Return the rows below line for line, without changing anything, and leave out the pictures.

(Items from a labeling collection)
━━━━━━━━
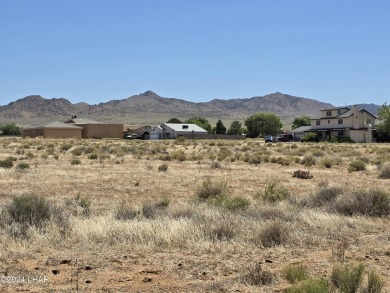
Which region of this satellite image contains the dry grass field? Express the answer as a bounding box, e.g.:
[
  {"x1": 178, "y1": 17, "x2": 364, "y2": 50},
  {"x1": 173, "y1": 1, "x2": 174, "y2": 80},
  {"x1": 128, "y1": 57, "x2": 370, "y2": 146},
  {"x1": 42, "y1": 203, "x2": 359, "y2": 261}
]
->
[{"x1": 0, "y1": 137, "x2": 390, "y2": 292}]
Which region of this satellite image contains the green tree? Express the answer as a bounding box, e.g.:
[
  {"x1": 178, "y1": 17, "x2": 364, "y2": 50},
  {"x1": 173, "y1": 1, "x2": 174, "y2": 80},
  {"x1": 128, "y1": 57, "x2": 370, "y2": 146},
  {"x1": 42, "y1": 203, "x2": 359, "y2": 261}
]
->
[
  {"x1": 227, "y1": 120, "x2": 243, "y2": 135},
  {"x1": 378, "y1": 103, "x2": 390, "y2": 135},
  {"x1": 0, "y1": 123, "x2": 22, "y2": 135},
  {"x1": 215, "y1": 119, "x2": 226, "y2": 134},
  {"x1": 292, "y1": 116, "x2": 311, "y2": 129},
  {"x1": 244, "y1": 113, "x2": 283, "y2": 137},
  {"x1": 184, "y1": 117, "x2": 212, "y2": 133},
  {"x1": 167, "y1": 117, "x2": 182, "y2": 123}
]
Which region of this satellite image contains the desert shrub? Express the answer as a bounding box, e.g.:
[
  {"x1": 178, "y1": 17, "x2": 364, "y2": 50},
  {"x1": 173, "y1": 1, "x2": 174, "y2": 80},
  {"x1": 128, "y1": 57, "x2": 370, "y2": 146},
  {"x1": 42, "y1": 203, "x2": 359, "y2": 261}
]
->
[
  {"x1": 293, "y1": 170, "x2": 313, "y2": 179},
  {"x1": 379, "y1": 164, "x2": 390, "y2": 179},
  {"x1": 243, "y1": 263, "x2": 274, "y2": 286},
  {"x1": 71, "y1": 147, "x2": 85, "y2": 156},
  {"x1": 158, "y1": 164, "x2": 168, "y2": 172},
  {"x1": 60, "y1": 143, "x2": 72, "y2": 151},
  {"x1": 330, "y1": 264, "x2": 365, "y2": 293},
  {"x1": 301, "y1": 155, "x2": 316, "y2": 167},
  {"x1": 256, "y1": 181, "x2": 290, "y2": 202},
  {"x1": 88, "y1": 153, "x2": 98, "y2": 160},
  {"x1": 258, "y1": 220, "x2": 290, "y2": 247},
  {"x1": 142, "y1": 197, "x2": 170, "y2": 219},
  {"x1": 211, "y1": 194, "x2": 251, "y2": 212},
  {"x1": 310, "y1": 186, "x2": 343, "y2": 207},
  {"x1": 206, "y1": 219, "x2": 237, "y2": 241},
  {"x1": 16, "y1": 163, "x2": 30, "y2": 171},
  {"x1": 172, "y1": 150, "x2": 186, "y2": 162},
  {"x1": 70, "y1": 159, "x2": 81, "y2": 165},
  {"x1": 114, "y1": 203, "x2": 140, "y2": 221},
  {"x1": 282, "y1": 263, "x2": 309, "y2": 283},
  {"x1": 333, "y1": 189, "x2": 390, "y2": 217},
  {"x1": 195, "y1": 178, "x2": 229, "y2": 201},
  {"x1": 362, "y1": 272, "x2": 383, "y2": 293},
  {"x1": 319, "y1": 157, "x2": 335, "y2": 168},
  {"x1": 158, "y1": 154, "x2": 172, "y2": 161},
  {"x1": 0, "y1": 158, "x2": 14, "y2": 169},
  {"x1": 348, "y1": 159, "x2": 366, "y2": 172},
  {"x1": 284, "y1": 278, "x2": 330, "y2": 293},
  {"x1": 248, "y1": 154, "x2": 261, "y2": 165},
  {"x1": 311, "y1": 149, "x2": 325, "y2": 157},
  {"x1": 301, "y1": 132, "x2": 318, "y2": 142},
  {"x1": 6, "y1": 194, "x2": 52, "y2": 228}
]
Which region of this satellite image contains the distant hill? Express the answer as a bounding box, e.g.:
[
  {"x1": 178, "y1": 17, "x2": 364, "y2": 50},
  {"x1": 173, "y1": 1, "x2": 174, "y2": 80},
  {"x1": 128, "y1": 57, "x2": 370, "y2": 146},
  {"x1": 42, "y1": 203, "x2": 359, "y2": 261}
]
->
[{"x1": 0, "y1": 91, "x2": 378, "y2": 123}]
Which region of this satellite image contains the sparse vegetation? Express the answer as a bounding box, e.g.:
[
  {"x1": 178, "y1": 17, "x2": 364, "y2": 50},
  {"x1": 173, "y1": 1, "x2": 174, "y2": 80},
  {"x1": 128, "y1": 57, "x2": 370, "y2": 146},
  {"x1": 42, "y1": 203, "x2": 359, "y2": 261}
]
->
[{"x1": 0, "y1": 138, "x2": 390, "y2": 293}]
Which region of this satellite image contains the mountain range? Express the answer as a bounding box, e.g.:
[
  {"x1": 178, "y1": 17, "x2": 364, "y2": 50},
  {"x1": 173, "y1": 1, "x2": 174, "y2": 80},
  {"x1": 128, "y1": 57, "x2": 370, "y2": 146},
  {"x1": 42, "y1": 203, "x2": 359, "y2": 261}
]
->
[{"x1": 0, "y1": 91, "x2": 379, "y2": 124}]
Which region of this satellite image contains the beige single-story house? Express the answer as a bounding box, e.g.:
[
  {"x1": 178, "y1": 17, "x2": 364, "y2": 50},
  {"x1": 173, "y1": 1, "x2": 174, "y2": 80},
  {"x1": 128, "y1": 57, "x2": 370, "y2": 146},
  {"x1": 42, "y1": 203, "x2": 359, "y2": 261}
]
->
[
  {"x1": 65, "y1": 118, "x2": 123, "y2": 138},
  {"x1": 148, "y1": 125, "x2": 164, "y2": 140},
  {"x1": 305, "y1": 106, "x2": 377, "y2": 142},
  {"x1": 290, "y1": 126, "x2": 311, "y2": 140},
  {"x1": 22, "y1": 121, "x2": 83, "y2": 138},
  {"x1": 123, "y1": 124, "x2": 152, "y2": 139}
]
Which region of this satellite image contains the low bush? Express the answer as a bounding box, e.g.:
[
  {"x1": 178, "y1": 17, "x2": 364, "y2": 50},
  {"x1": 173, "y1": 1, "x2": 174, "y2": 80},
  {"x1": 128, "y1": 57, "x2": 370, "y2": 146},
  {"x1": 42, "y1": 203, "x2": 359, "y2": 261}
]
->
━━━━━━━━
SOLVED EXERCISE —
Which region of this satellite image contains the dry grass field? Express the answer as a bounding box, e.g.:
[
  {"x1": 178, "y1": 17, "x2": 364, "y2": 50},
  {"x1": 173, "y1": 1, "x2": 174, "y2": 80},
  {"x1": 128, "y1": 57, "x2": 370, "y2": 146},
  {"x1": 42, "y1": 203, "x2": 359, "y2": 261}
]
->
[{"x1": 0, "y1": 137, "x2": 390, "y2": 292}]
Which region of this satellite image contains the green tree? Express the answer as a bounding box, e.g.:
[
  {"x1": 178, "y1": 17, "x2": 364, "y2": 50},
  {"x1": 173, "y1": 1, "x2": 174, "y2": 80},
  {"x1": 128, "y1": 57, "x2": 370, "y2": 146},
  {"x1": 42, "y1": 203, "x2": 359, "y2": 261}
]
->
[
  {"x1": 227, "y1": 120, "x2": 243, "y2": 135},
  {"x1": 378, "y1": 103, "x2": 390, "y2": 135},
  {"x1": 0, "y1": 123, "x2": 22, "y2": 135},
  {"x1": 215, "y1": 119, "x2": 226, "y2": 134},
  {"x1": 292, "y1": 116, "x2": 311, "y2": 129},
  {"x1": 244, "y1": 113, "x2": 283, "y2": 137},
  {"x1": 184, "y1": 117, "x2": 212, "y2": 133},
  {"x1": 167, "y1": 117, "x2": 182, "y2": 123}
]
Which region of this satellite image contains the desert shrub? Express the answer as a bounding box, e.g.:
[
  {"x1": 178, "y1": 17, "x2": 364, "y2": 50},
  {"x1": 173, "y1": 1, "x2": 174, "y2": 80},
  {"x1": 128, "y1": 57, "x2": 370, "y2": 146},
  {"x1": 42, "y1": 203, "x2": 359, "y2": 261}
]
->
[
  {"x1": 293, "y1": 170, "x2": 313, "y2": 179},
  {"x1": 379, "y1": 164, "x2": 390, "y2": 179},
  {"x1": 243, "y1": 263, "x2": 274, "y2": 286},
  {"x1": 71, "y1": 147, "x2": 85, "y2": 156},
  {"x1": 158, "y1": 164, "x2": 168, "y2": 172},
  {"x1": 60, "y1": 143, "x2": 72, "y2": 151},
  {"x1": 330, "y1": 264, "x2": 365, "y2": 293},
  {"x1": 301, "y1": 155, "x2": 316, "y2": 167},
  {"x1": 256, "y1": 181, "x2": 290, "y2": 202},
  {"x1": 88, "y1": 153, "x2": 98, "y2": 160},
  {"x1": 258, "y1": 220, "x2": 290, "y2": 247},
  {"x1": 142, "y1": 197, "x2": 170, "y2": 219},
  {"x1": 211, "y1": 194, "x2": 251, "y2": 212},
  {"x1": 310, "y1": 186, "x2": 343, "y2": 207},
  {"x1": 206, "y1": 219, "x2": 237, "y2": 241},
  {"x1": 16, "y1": 163, "x2": 30, "y2": 171},
  {"x1": 172, "y1": 150, "x2": 186, "y2": 162},
  {"x1": 70, "y1": 159, "x2": 81, "y2": 165},
  {"x1": 114, "y1": 203, "x2": 140, "y2": 221},
  {"x1": 282, "y1": 263, "x2": 309, "y2": 283},
  {"x1": 333, "y1": 189, "x2": 390, "y2": 217},
  {"x1": 195, "y1": 178, "x2": 229, "y2": 201},
  {"x1": 362, "y1": 272, "x2": 383, "y2": 293},
  {"x1": 319, "y1": 157, "x2": 335, "y2": 168},
  {"x1": 158, "y1": 154, "x2": 172, "y2": 161},
  {"x1": 0, "y1": 158, "x2": 14, "y2": 169},
  {"x1": 348, "y1": 159, "x2": 366, "y2": 172},
  {"x1": 284, "y1": 278, "x2": 330, "y2": 293},
  {"x1": 248, "y1": 154, "x2": 261, "y2": 165},
  {"x1": 311, "y1": 149, "x2": 325, "y2": 157},
  {"x1": 301, "y1": 132, "x2": 318, "y2": 142},
  {"x1": 6, "y1": 194, "x2": 52, "y2": 228}
]
Which region of this satellite image contains the distant hill? Express the answer as a bounding box, e.g.:
[
  {"x1": 178, "y1": 17, "x2": 364, "y2": 50},
  {"x1": 173, "y1": 1, "x2": 174, "y2": 80},
  {"x1": 128, "y1": 57, "x2": 370, "y2": 146},
  {"x1": 42, "y1": 203, "x2": 359, "y2": 261}
]
->
[{"x1": 0, "y1": 91, "x2": 378, "y2": 123}]
Which region of this satellite image contains the sparse vegetation? Express the answer as a bounding box, e.g.:
[
  {"x1": 178, "y1": 17, "x2": 364, "y2": 50},
  {"x1": 173, "y1": 1, "x2": 174, "y2": 80},
  {"x1": 128, "y1": 57, "x2": 370, "y2": 146},
  {"x1": 42, "y1": 203, "x2": 359, "y2": 261}
]
->
[{"x1": 0, "y1": 138, "x2": 390, "y2": 293}]
Which region of this satellite image contains the mountain range? Express the answer as a bounding box, e.g.:
[
  {"x1": 178, "y1": 17, "x2": 364, "y2": 50},
  {"x1": 173, "y1": 1, "x2": 174, "y2": 80},
  {"x1": 128, "y1": 57, "x2": 370, "y2": 146},
  {"x1": 42, "y1": 203, "x2": 359, "y2": 261}
]
->
[{"x1": 0, "y1": 91, "x2": 379, "y2": 124}]
Which region of this satellite image contains the beige single-story house? Express the answer as a bounding box, e.g.:
[
  {"x1": 178, "y1": 17, "x2": 364, "y2": 50},
  {"x1": 173, "y1": 1, "x2": 174, "y2": 80},
  {"x1": 128, "y1": 57, "x2": 370, "y2": 146},
  {"x1": 42, "y1": 203, "x2": 359, "y2": 261}
]
->
[
  {"x1": 65, "y1": 118, "x2": 123, "y2": 138},
  {"x1": 148, "y1": 125, "x2": 164, "y2": 140},
  {"x1": 305, "y1": 106, "x2": 377, "y2": 142},
  {"x1": 290, "y1": 126, "x2": 311, "y2": 140},
  {"x1": 22, "y1": 121, "x2": 83, "y2": 138},
  {"x1": 123, "y1": 124, "x2": 152, "y2": 139}
]
Which region of this satellite image contains the low bush? Express the answer as a bounding box, e.g.:
[
  {"x1": 178, "y1": 17, "x2": 364, "y2": 50},
  {"x1": 173, "y1": 1, "x2": 174, "y2": 80},
  {"x1": 128, "y1": 57, "x2": 370, "y2": 146},
  {"x1": 42, "y1": 203, "x2": 359, "y2": 261}
]
->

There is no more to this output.